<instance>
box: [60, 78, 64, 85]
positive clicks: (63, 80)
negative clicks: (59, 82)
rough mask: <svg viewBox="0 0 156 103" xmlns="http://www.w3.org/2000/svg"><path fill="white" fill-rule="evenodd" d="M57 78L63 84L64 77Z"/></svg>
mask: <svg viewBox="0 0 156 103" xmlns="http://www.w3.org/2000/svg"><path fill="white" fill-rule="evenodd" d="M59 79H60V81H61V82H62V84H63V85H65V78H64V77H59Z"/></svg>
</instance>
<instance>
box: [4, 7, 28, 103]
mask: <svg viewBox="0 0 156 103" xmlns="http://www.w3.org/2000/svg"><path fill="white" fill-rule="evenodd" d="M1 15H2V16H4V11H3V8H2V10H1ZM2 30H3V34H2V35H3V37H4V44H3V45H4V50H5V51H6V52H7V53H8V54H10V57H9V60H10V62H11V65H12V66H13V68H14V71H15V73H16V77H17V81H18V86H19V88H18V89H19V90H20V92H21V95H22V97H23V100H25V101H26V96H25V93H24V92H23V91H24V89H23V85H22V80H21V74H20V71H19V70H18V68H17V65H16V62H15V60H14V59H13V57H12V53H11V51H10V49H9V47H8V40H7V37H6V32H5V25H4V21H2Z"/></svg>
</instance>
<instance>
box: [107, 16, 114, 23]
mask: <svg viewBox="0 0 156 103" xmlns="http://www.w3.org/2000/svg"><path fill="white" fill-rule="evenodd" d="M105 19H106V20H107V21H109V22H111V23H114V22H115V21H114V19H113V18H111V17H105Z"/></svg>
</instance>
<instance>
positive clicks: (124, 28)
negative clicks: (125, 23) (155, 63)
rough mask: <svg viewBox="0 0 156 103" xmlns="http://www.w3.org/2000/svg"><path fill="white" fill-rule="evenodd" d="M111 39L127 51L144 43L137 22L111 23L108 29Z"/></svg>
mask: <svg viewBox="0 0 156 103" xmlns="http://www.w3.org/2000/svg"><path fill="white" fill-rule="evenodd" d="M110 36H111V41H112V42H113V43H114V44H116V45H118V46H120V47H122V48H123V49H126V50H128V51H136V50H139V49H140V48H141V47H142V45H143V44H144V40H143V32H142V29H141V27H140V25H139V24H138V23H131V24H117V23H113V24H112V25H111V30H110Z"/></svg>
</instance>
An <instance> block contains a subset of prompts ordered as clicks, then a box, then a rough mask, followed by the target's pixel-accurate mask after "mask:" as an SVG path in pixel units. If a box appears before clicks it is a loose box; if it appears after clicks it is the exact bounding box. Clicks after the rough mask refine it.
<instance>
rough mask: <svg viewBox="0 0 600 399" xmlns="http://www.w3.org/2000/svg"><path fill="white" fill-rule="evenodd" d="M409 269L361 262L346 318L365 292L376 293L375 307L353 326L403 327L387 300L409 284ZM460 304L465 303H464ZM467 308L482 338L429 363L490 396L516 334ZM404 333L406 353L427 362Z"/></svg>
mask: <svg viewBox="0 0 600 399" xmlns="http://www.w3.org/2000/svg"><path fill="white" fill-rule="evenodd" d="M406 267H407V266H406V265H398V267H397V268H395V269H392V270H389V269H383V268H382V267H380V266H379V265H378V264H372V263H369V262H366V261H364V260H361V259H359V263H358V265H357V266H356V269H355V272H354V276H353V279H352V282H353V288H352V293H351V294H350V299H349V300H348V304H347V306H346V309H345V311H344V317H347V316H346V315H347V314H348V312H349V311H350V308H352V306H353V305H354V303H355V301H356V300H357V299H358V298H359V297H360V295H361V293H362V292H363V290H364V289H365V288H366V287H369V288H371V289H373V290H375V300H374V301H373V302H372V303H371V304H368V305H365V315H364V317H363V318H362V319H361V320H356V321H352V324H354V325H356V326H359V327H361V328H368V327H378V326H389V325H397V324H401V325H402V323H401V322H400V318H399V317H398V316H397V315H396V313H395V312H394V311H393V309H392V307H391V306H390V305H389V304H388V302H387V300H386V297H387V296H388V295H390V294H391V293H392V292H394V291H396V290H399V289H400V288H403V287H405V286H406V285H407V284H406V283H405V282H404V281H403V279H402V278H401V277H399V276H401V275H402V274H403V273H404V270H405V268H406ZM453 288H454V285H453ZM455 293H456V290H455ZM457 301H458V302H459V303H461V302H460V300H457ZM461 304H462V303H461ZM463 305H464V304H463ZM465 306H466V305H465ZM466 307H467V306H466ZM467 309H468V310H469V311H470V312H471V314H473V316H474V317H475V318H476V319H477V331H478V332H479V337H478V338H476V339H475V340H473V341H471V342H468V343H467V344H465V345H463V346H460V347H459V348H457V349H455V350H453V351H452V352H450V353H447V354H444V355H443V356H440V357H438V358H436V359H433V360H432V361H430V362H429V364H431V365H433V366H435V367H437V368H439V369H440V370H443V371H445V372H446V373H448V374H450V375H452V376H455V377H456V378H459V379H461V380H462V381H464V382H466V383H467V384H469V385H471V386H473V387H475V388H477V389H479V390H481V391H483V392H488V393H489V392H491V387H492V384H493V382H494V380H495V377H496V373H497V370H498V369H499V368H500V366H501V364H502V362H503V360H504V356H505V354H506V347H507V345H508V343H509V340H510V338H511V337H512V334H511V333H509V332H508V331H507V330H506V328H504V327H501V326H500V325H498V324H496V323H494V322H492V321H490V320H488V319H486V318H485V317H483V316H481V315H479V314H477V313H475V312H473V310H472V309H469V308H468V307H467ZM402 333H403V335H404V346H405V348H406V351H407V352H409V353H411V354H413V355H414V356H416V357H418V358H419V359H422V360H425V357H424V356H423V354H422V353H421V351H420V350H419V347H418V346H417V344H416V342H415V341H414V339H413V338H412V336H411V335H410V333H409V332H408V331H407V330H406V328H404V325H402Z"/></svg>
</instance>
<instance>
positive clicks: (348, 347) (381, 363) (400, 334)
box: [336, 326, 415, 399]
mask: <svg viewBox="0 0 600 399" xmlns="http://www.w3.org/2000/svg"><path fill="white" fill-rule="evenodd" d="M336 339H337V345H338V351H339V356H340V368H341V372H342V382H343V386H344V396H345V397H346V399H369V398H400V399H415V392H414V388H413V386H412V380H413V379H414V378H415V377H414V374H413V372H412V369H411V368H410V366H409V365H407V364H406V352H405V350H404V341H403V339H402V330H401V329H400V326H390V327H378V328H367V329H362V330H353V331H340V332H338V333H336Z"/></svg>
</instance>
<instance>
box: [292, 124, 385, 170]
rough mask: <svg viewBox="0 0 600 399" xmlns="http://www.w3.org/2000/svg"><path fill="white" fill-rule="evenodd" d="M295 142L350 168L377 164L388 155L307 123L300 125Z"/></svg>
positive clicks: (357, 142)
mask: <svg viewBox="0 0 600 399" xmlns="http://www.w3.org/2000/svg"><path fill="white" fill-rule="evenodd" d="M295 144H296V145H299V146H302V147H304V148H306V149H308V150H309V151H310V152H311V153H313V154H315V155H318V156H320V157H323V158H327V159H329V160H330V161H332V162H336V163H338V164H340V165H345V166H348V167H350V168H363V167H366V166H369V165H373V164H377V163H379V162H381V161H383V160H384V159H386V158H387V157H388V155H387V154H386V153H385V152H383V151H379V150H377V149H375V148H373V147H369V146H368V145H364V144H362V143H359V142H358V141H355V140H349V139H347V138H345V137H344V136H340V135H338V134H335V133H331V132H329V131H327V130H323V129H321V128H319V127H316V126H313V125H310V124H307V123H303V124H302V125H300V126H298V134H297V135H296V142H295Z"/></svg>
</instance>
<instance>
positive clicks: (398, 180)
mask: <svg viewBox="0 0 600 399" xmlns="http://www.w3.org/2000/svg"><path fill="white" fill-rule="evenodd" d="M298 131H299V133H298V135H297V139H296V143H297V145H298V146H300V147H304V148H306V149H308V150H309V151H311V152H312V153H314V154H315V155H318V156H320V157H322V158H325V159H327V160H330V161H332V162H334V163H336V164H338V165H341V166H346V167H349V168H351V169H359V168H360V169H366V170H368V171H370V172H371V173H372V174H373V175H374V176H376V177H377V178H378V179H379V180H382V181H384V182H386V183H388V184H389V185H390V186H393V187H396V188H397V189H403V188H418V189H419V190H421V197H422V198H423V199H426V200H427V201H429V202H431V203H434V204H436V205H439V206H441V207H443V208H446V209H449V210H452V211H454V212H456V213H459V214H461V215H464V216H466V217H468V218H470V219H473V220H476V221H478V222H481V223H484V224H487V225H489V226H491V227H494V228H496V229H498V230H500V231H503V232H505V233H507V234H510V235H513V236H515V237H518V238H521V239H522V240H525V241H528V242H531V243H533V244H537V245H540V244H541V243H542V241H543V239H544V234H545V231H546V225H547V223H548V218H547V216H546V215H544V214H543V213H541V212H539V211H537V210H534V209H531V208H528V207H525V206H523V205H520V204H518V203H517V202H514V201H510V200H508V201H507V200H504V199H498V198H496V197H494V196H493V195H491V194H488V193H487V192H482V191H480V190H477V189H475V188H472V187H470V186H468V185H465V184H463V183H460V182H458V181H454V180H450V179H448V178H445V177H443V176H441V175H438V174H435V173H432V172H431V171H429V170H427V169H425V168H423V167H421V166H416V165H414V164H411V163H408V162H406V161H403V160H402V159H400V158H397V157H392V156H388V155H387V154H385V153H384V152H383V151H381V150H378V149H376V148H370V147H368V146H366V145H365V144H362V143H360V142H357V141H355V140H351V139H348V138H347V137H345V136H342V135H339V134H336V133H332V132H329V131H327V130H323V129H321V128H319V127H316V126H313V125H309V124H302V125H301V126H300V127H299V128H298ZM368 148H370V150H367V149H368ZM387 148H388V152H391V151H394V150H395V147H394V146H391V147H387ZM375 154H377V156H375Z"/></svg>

DIRECTIONS FOR THIS TASK - If a line in the material holds "negative", copy it.

WRITTEN REPLY -
negative clicks: (59, 82)
negative clicks: (125, 23) (155, 63)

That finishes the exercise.